**Material provided:**
* * * * *
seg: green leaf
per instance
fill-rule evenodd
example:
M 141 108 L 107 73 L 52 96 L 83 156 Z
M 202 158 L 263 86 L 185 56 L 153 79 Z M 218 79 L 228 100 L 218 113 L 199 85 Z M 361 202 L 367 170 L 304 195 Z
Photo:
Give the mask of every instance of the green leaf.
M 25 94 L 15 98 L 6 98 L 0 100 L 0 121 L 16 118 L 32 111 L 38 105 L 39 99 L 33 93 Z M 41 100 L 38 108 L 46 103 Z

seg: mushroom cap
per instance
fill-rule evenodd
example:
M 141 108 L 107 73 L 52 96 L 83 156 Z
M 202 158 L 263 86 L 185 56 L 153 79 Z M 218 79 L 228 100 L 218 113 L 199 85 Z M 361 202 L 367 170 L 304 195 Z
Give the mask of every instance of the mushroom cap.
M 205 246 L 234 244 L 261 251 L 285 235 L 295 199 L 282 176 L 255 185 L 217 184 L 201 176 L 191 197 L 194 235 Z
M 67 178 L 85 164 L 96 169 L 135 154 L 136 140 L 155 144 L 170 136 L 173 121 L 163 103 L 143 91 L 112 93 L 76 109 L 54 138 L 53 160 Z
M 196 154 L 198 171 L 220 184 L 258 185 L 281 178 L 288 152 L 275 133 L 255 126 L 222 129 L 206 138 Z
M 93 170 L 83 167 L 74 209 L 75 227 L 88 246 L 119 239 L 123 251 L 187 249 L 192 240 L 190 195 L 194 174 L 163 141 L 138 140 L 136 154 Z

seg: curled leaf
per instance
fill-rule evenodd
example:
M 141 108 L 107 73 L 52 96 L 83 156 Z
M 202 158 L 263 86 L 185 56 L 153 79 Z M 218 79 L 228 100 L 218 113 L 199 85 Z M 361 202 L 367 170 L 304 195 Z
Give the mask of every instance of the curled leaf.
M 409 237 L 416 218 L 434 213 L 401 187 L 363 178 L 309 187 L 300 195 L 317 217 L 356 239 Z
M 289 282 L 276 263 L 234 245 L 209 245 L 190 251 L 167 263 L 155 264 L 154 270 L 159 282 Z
* * * * *
**Set exercise:**
Format every line of the records above as a JSON array of strings, one string per line, with blank lines omitted.

**Result of this task:**
[
  "seg: green leaf",
  "per instance",
  "fill-rule evenodd",
  "example:",
  "M 141 108 L 107 73 L 52 96 L 83 156 Z",
  "M 202 158 L 263 86 L 185 56 L 153 79 Z M 218 79 L 228 100 L 218 113 L 199 85 Z M 361 202 L 367 170 L 304 195 Z",
  "Photo:",
  "Give the mask of every instance of the green leaf.",
  "M 25 94 L 15 98 L 6 98 L 0 100 L 0 121 L 16 118 L 32 111 L 38 105 L 39 99 L 33 93 Z M 41 100 L 38 108 L 46 103 Z",
  "seg: mushroom cap",
  "per instance",
  "fill-rule evenodd",
  "example:",
  "M 141 108 L 107 73 L 52 96 L 83 156 Z",
  "M 202 158 L 263 86 L 185 56 L 153 79 Z M 218 79 L 228 100 L 218 113 L 199 85 Z M 361 202 L 367 170 L 304 195 Z",
  "Give the mask of every instance of the mushroom cap.",
  "M 205 246 L 234 244 L 261 251 L 285 235 L 295 199 L 282 176 L 255 185 L 217 184 L 201 176 L 191 197 L 194 235 Z",
  "M 67 178 L 85 164 L 96 169 L 135 154 L 136 140 L 155 144 L 170 136 L 173 121 L 163 103 L 143 91 L 112 93 L 76 109 L 54 138 L 53 160 Z",
  "M 196 154 L 198 171 L 220 184 L 258 185 L 281 178 L 288 152 L 275 133 L 255 126 L 222 129 L 206 138 Z",
  "M 93 170 L 83 167 L 74 209 L 75 227 L 88 246 L 119 239 L 123 251 L 187 249 L 192 240 L 190 195 L 194 174 L 163 141 L 138 140 L 136 154 Z",
  "seg: curled leaf",
  "per instance",
  "fill-rule evenodd",
  "example:",
  "M 141 108 L 107 73 L 52 96 L 83 156 Z",
  "M 202 158 L 263 86 L 185 56 L 153 79 Z M 218 79 L 228 100 L 218 113 L 199 85 Z M 361 202 L 367 170 L 304 195 Z",
  "Give the mask of every instance of the curled leaf.",
  "M 409 237 L 416 218 L 434 213 L 401 187 L 363 178 L 309 187 L 300 195 L 317 217 L 356 239 Z",
  "M 289 282 L 276 263 L 234 245 L 209 245 L 190 251 L 167 263 L 155 264 L 154 270 L 159 282 Z"
]